* _Stored data entries_
====
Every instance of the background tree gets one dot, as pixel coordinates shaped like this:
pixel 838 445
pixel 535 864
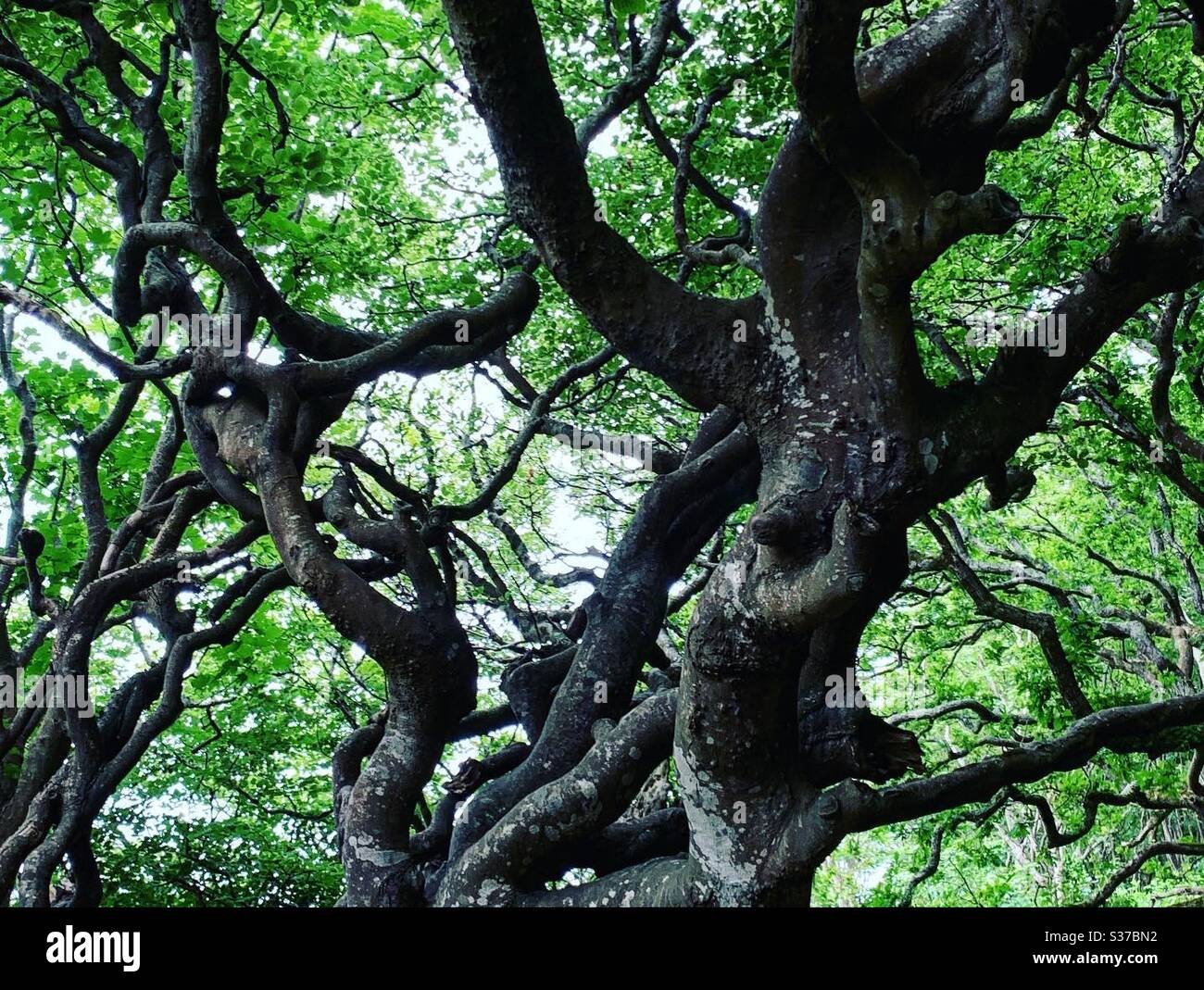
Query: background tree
pixel 735 245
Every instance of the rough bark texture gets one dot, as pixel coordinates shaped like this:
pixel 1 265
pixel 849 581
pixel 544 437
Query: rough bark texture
pixel 822 418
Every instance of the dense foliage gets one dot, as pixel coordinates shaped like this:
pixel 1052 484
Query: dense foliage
pixel 356 170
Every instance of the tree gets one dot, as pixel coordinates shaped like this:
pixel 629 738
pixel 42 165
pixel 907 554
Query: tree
pixel 288 492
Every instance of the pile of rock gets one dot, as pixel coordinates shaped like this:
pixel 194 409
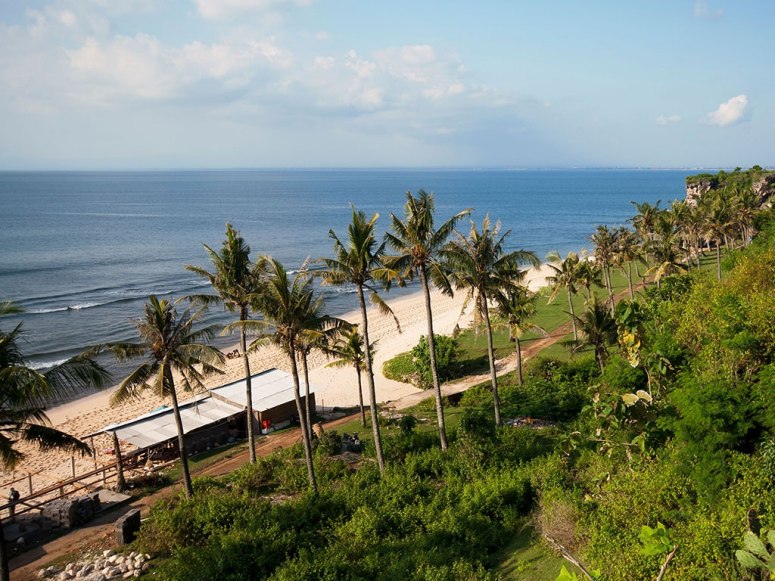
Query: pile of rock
pixel 106 566
pixel 70 512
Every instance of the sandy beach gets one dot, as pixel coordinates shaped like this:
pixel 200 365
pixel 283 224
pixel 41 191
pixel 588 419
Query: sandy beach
pixel 335 386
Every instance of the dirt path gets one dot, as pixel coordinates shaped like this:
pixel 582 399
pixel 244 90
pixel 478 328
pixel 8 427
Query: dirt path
pixel 100 533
====
* _Your instructions_
Could you return all lines from the records that include the word "this"?

* _Your solution_
Every instance of the background tree gets one dot, as pixel coordinates shaped like this:
Every instance of the rough bark texture gets one dot, as pixel coordinates shaped like this:
Every instance of the dense foliage gets one dot, as pixel coordinates shaped like this:
Every instance of the tree gets one dot, as pixel coordinates shaped like this:
Every instance of the pile of rock gets one dot, as pixel coordinates shaped like this:
Every instance of the sandy beach gets one dot, as pixel coordinates shaped like this:
Every instance of the dirt path gets one dot, as pixel coordinates shaped like this:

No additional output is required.